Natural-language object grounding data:
━━━━
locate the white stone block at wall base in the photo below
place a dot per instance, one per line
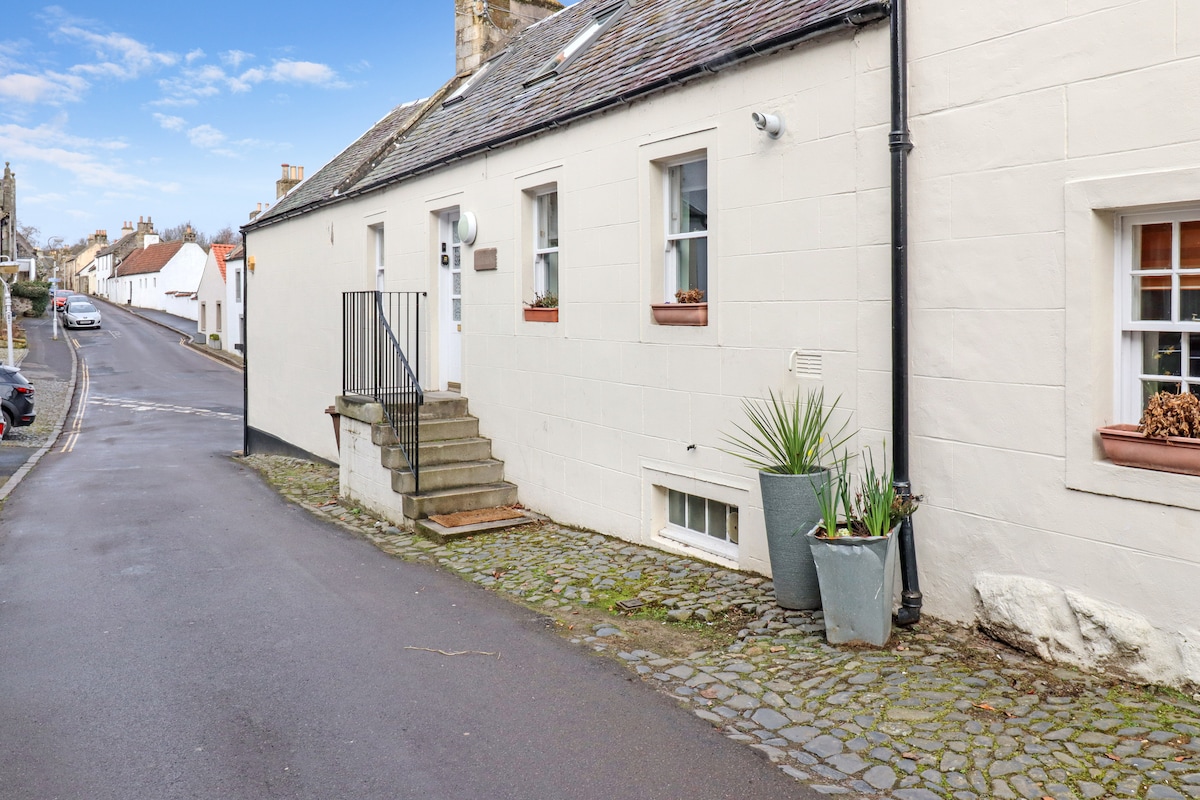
(363, 479)
(1069, 627)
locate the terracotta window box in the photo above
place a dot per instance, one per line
(679, 313)
(1125, 446)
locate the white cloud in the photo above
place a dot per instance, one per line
(171, 122)
(234, 58)
(51, 145)
(51, 88)
(304, 72)
(117, 55)
(205, 137)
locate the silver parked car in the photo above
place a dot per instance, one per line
(81, 314)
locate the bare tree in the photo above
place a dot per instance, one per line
(31, 233)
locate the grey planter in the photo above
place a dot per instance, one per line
(858, 579)
(790, 510)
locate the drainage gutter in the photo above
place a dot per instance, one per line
(900, 143)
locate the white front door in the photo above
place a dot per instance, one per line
(450, 307)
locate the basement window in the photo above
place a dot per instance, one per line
(577, 46)
(703, 523)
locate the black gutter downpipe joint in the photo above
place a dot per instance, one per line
(900, 144)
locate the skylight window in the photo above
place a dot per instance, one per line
(473, 82)
(576, 47)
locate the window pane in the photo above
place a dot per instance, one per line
(689, 200)
(717, 519)
(1189, 296)
(677, 511)
(696, 513)
(691, 264)
(1152, 298)
(549, 263)
(1189, 245)
(547, 221)
(1162, 354)
(1152, 246)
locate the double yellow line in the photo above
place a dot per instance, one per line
(84, 391)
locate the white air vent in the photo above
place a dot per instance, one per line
(804, 364)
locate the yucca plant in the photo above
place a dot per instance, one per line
(787, 435)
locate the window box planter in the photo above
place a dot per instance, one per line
(679, 313)
(541, 314)
(1125, 446)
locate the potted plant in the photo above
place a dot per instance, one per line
(785, 440)
(544, 308)
(1167, 438)
(689, 308)
(855, 551)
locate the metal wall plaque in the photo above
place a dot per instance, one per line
(485, 259)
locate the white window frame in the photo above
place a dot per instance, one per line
(697, 535)
(381, 271)
(541, 283)
(671, 212)
(1129, 346)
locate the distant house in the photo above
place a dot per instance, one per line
(161, 275)
(616, 152)
(79, 270)
(213, 305)
(235, 300)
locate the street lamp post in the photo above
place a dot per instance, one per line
(54, 286)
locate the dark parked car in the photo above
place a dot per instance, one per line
(16, 400)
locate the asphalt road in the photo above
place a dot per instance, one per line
(169, 627)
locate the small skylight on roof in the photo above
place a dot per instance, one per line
(473, 82)
(576, 47)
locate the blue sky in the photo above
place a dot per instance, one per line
(185, 112)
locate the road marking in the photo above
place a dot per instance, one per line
(85, 390)
(148, 405)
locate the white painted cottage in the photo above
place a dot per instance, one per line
(1044, 230)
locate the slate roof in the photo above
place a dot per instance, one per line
(220, 252)
(652, 46)
(149, 259)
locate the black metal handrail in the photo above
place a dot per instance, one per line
(379, 364)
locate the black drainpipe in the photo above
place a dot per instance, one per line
(245, 348)
(900, 143)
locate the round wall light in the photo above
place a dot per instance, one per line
(468, 228)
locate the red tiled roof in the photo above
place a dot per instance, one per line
(221, 251)
(149, 259)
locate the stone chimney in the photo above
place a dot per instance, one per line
(481, 28)
(292, 176)
(261, 209)
(9, 196)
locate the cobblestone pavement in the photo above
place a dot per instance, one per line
(940, 713)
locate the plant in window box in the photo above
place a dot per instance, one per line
(544, 308)
(689, 308)
(853, 547)
(785, 440)
(1167, 439)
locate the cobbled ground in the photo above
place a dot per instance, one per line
(941, 713)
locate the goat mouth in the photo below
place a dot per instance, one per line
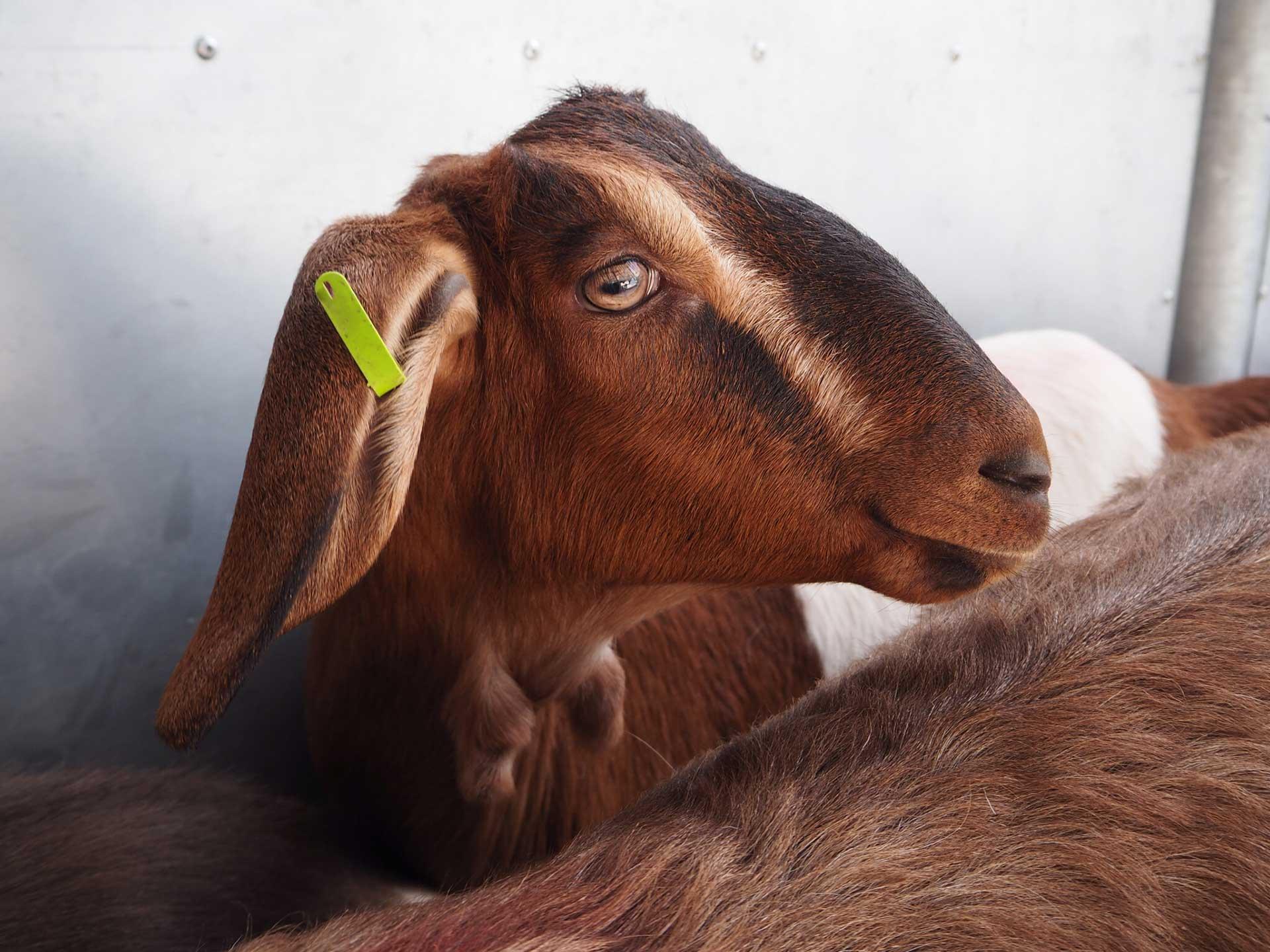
(952, 569)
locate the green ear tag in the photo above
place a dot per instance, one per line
(364, 342)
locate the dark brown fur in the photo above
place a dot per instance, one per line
(697, 677)
(1076, 760)
(1197, 413)
(165, 861)
(792, 405)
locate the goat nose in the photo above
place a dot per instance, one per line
(1025, 471)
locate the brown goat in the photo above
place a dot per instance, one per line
(1076, 760)
(167, 861)
(647, 376)
(412, 710)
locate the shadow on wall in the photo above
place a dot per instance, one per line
(128, 380)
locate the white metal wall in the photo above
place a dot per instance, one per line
(1031, 161)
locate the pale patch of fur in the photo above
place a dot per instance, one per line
(1103, 427)
(740, 291)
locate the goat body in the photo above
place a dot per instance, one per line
(165, 861)
(704, 670)
(1078, 758)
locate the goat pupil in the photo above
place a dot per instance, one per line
(620, 285)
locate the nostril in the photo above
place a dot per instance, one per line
(1023, 471)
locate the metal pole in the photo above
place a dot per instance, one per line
(1230, 211)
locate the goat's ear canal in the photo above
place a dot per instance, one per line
(329, 463)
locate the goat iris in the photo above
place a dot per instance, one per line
(619, 286)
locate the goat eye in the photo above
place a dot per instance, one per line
(619, 286)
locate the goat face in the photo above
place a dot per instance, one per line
(640, 367)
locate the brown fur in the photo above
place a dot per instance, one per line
(792, 407)
(165, 861)
(697, 676)
(1193, 414)
(1076, 760)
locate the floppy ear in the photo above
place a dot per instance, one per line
(329, 462)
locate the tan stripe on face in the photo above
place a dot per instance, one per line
(740, 292)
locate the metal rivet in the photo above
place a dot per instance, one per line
(206, 48)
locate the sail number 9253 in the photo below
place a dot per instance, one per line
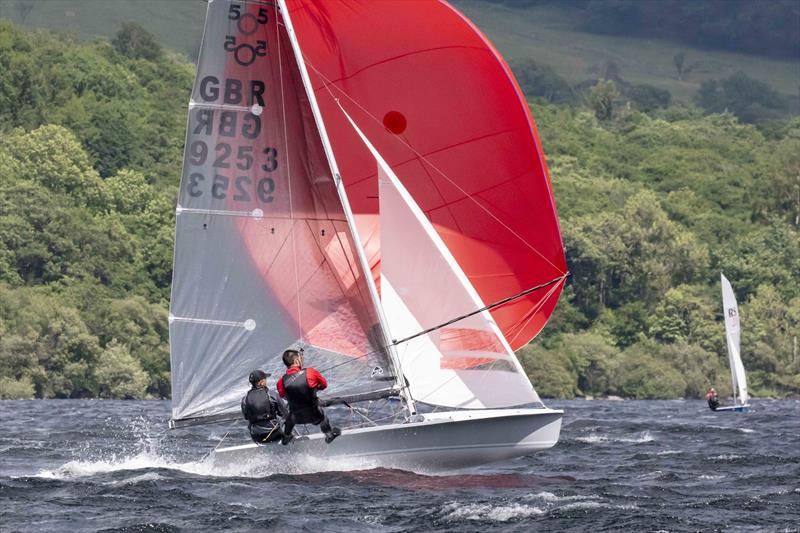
━━━━
EXERCISE BRIEF:
Please print the records above word for word, leaving every image out.

ANSWER TO THIS TASK:
locate the white stone block at wall base in the photo below
place a dot per instance, one per line
(363, 479)
(1069, 627)
locate the terracotta window box in the photo above
place a dot per instance, one per line
(679, 313)
(1125, 446)
locate the white cloud in the photo above
place a dot per instance, one per line
(171, 122)
(234, 58)
(51, 145)
(51, 88)
(304, 72)
(117, 55)
(205, 137)
locate the silver parked car in the photo above
place a dot per instance, one per line
(81, 314)
locate the bare tree in the photo above
place a dot per instance, one per line
(31, 233)
locate the grey planter in the photo above
place a dot per instance, one per line
(858, 579)
(790, 510)
locate the drainage gutter in the photo above
place a dot per instance, one per line
(900, 143)
locate the white front door in the photo above
place a dot per instance, one per line
(450, 307)
locate the basement window in the photo above
place a dot per instance, one per line
(577, 46)
(703, 523)
locate the black gutter downpipe joint in the photo above
place a dot per instance, one per line
(900, 144)
locate the skylight window in the photo above
place a dot per instance, one per line
(473, 82)
(576, 47)
locate the window pane in the photo above
place a dot per instance, one per line
(689, 200)
(717, 519)
(1189, 296)
(677, 511)
(696, 513)
(691, 264)
(1152, 298)
(549, 263)
(1189, 245)
(547, 221)
(1162, 354)
(1152, 246)
locate the double yellow line in the photo above
place a dot per instance, one per line
(84, 391)
locate the white air vent in the photo above
place a dot per instance, one per line
(804, 364)
locate the yucca plant in the photo above
place a dot per instance, one per line
(787, 435)
locate the window box planter in the photo above
place a dot per instance, one per line
(679, 313)
(541, 314)
(1125, 446)
locate the potted plant in the photo above
place a dot per instance, one per line
(785, 440)
(544, 308)
(1167, 438)
(689, 308)
(855, 551)
locate the metal wall plaque in the photo above
place a dot per instance, one per line
(485, 259)
locate the white window frame in the photo above
place a dot per instance, one per line
(697, 535)
(381, 271)
(541, 283)
(671, 212)
(1129, 346)
locate the distant house in the photo above
place a dot per instance, one per line
(161, 275)
(616, 152)
(79, 270)
(213, 305)
(235, 300)
locate the street lamp post in the photo above
place a dot per instance, one per line
(54, 286)
locate the dark parked car in the photo above
place a dot per instance, one per line
(16, 400)
locate the asphalt road in the photo above
place a dot per instance, one per line
(169, 627)
locate the small skylight on roof in the photo above
place a dot per instance, one per line
(473, 82)
(576, 47)
locate the blue sky in the photo above
place a dot per instance, one per line
(185, 112)
locate the road marking in the photo above
place a dot per instance, one per line
(85, 390)
(148, 405)
locate the white painted cottage in the photo above
place a dot per instance, one per line
(1044, 230)
locate the slate roof in the photo above
place a dot per instance, one per line
(220, 252)
(652, 46)
(149, 259)
locate the black metal handrail in the photo above
place a dot per instance, one per line
(379, 364)
locate the black drainpipe in the photo above
place a dot per instance, one per line
(245, 348)
(900, 143)
locate the round wall light in the photo above
place a dot per instance, one per line
(468, 228)
locate the red tiled roof in the photo above
place a dot per instance, one per line
(221, 251)
(149, 259)
locate the stone chimney in the photo above
place a dot per instance, one per line
(481, 28)
(292, 176)
(261, 209)
(9, 196)
locate the cobblestone pavement in the photo above
place a dot per instance, one per line
(940, 713)
locate the plant in window box in the photo above
place a dot per instance, one per line
(544, 308)
(689, 308)
(853, 547)
(785, 440)
(1167, 439)
locate the cobbled ground in the photo above
place a dot per instance, one per line
(941, 713)
locate the goat mouth in the photo below
place a dot per instance, one per line
(952, 569)
locate the green ear tag in the photo above
place a dot per instance, one per line
(364, 342)
locate the dark brown fur in the photo above
place a dot per instance, one per line
(697, 677)
(1076, 760)
(1197, 413)
(165, 861)
(792, 405)
locate the goat nose in the photo above
place a dot per instance, one per line
(1025, 471)
locate the brown goat in the photo above
place a dot per instance, one per line
(1076, 760)
(167, 861)
(647, 376)
(412, 710)
locate the shadow on wall in the photo above
place a dot per instance, one per line
(128, 380)
locate the white metal wall in the photo above
place a dot per instance, one per line
(1031, 161)
locate the pale patch of fur in the photo above
place a dot per instance, one per line
(1103, 427)
(740, 291)
locate the goat body in the photo above
place a dot per instance, one per line
(165, 861)
(704, 670)
(1078, 758)
locate the goat pupil in the photo above
place a dot per instance, one per line
(620, 285)
locate the nostril in the photo above
place a dot per instance, one per line
(1023, 471)
locate the metal pole in the photo above
place a dot per instance, one per line
(1230, 211)
locate the goat's ear canal in the photo above
place a dot per instance, one per line
(329, 463)
locate the goat iris in the photo above
place a dot per instance, one per line
(619, 286)
locate the goat eye in the photo above
place a dot per instance, one per line
(619, 286)
locate the goat face in the photo above
place a dot per instance, one per line
(640, 367)
locate the brown fur in the photo above
place a dot per instance, one per line
(792, 407)
(165, 861)
(697, 676)
(1193, 414)
(1076, 760)
locate the floppy ear in the photo above
place a dot per instance, one per line
(329, 462)
locate the tan stripe on face in the photo above
place a dot per instance, one per line
(740, 292)
locate the metal rivet in the photo above
place a dot per instance, one per line
(206, 48)
locate the sail number 9253 in the photo below
place a dot per instance, one per line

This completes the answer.